### Entries provided ###

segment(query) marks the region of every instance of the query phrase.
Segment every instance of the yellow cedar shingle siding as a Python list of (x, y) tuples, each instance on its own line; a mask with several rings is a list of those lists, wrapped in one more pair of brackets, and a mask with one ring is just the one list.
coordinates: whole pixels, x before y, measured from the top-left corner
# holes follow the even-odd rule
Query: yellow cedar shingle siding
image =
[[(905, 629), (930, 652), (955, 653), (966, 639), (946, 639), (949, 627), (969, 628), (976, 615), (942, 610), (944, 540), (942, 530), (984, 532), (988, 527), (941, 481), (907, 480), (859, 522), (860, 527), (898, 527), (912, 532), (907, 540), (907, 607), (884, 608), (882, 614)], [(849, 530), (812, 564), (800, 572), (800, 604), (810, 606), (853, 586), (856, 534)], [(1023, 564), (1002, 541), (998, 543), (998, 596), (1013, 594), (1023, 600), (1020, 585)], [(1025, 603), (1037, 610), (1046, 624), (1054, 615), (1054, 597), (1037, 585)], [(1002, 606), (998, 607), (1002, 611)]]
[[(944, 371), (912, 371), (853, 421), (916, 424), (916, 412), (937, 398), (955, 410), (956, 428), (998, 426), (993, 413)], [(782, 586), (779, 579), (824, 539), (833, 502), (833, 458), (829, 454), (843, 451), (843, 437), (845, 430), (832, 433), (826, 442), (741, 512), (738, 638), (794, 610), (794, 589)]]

###

** What to work on **
Collect every line above that contains the word "instance", and copy each one in full.

** Problem solution **
segment(query) marks the region of every instance of the query phrase.
Segment every instance of the yellow cedar shingle siding as a Python list of (x, y) tuples, each instance on its own line; a mask with several rings is a list of those lists, wrapped in one more pair of brackets, and a mask with one ring is just the one list.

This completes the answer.